##### EXERCISE PASSAGE #####

Sütbeyaz S, Yavuzer G, Sezer N, Koseoglu F. Mirror therapy enhances lower-extremity motor recovery and motor functioning after stroke: a randomized controlled trial.

Objective

To evaluate the effects of mirror therapy, using motor imagery training, on lower-extremity motor recovery and motor functioning of patients with subacute stroke.

Design

Randomized, controlled, assessor-blinded, 4-week trial, with follow-up at 6 months.

Setting

Rehabilitation education and research hospital.

Participants

A total of 40 inpatients with stroke (mean age, 63.5y), all within 12 months poststroke and without volitional ankle dorsiflexion.

Interventions

Thirty minutes per day of the mirror therapy program, consisting of nonparetic ankle dorsiflexion movements or sham therapy, in addition to a conventional stroke rehabilitation program, 5 days a week, 2 to 5 hours a day, for 4 weeks.

Main Outcome Measures

The Brunnstrom stages of motor recovery, spasticity assessed by the Modified Ashworth Scale (MAS), walking ability (Functional Ambulation Categories [FAC]), and motor functioning (motor items of the FIM instrument).

Results

The mean change score and 95% confidence interval (CI) of the Brunnstrom stages (mean, 1.7; 95% CI, 1.2–2.1; vs mean, 0.8; 95% CI, 0.5–1.2; P=.002), as well as the FIM motor score (mean, 21.4; 95% CI, 18.2–24.7; vs mean, 12.5; 95% CI, 9.6–14.8; P=.001) showed significantly more improvement at follow-up in the mirror group compared with the control group. Neither MAS (mean, 0.8; 95% CI, 0.4–1.2; vs mean, 0.3; 95% CI, 0.1–0.7; P=.102) nor FAC (mean, 1.7; 95% CI, 1.2–2.1; vs mean, 1.5; 95% CI, 1.1–1.9; P=.610) showed a significant difference between the groups.

Conclusions

Mirror therapy combined with a conventional stroke rehabilitation program enhances lower-extremity motor recovery and motor functioning in subacute stroke patients.

##### RECORDS SHOWN #####

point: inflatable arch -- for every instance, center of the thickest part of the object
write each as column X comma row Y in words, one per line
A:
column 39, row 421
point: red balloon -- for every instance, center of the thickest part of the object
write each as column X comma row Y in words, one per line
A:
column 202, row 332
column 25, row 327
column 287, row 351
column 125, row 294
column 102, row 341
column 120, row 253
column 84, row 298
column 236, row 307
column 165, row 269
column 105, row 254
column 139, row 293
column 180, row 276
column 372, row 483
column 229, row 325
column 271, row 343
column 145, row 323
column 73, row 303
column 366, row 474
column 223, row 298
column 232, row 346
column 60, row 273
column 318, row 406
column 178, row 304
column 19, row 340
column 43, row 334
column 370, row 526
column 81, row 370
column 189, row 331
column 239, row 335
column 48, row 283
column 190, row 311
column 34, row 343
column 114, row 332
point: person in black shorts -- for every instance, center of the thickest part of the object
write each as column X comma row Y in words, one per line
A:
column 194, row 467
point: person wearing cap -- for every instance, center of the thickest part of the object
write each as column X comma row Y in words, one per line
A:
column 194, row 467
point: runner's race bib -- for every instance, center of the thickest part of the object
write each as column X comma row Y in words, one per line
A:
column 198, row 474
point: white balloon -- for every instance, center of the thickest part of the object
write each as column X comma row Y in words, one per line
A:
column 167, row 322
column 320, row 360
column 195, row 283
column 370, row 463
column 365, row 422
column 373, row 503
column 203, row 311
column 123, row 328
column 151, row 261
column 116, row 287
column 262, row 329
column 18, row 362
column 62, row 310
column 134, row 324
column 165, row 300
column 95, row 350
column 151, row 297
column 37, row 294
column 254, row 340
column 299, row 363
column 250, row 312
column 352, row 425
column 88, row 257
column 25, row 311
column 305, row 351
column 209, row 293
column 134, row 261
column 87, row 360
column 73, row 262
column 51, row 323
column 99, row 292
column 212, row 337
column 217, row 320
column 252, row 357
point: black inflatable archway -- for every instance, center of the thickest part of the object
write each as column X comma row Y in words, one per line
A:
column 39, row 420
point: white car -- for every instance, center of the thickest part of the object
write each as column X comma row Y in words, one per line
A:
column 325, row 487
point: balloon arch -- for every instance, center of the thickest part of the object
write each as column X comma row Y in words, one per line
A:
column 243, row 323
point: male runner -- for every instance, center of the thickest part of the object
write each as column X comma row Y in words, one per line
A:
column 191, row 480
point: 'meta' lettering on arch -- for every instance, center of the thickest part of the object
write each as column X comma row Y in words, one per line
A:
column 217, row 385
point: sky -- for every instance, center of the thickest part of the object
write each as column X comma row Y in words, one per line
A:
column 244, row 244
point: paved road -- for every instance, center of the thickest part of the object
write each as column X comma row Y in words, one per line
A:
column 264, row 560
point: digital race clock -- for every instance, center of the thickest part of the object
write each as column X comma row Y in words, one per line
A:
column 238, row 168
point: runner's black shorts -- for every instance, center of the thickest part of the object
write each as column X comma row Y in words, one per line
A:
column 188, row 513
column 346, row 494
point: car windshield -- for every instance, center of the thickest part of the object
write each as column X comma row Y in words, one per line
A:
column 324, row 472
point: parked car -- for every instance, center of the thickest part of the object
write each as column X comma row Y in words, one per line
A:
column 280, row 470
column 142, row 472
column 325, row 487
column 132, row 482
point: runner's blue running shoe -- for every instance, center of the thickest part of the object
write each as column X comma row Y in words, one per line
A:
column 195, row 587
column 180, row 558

#####

WORK ORDER >> Rewrite the part of the mirror therapy abstract that begins at the words "Conclusions" and stops after "subacute stroke patients.", changing "enhances" to "improves".

WRITTEN ANSWER >>
Conclusions

Mirror therapy combined with a conventional stroke rehabilitation program improves lower-extremity motor recovery and motor functioning in subacute stroke patients.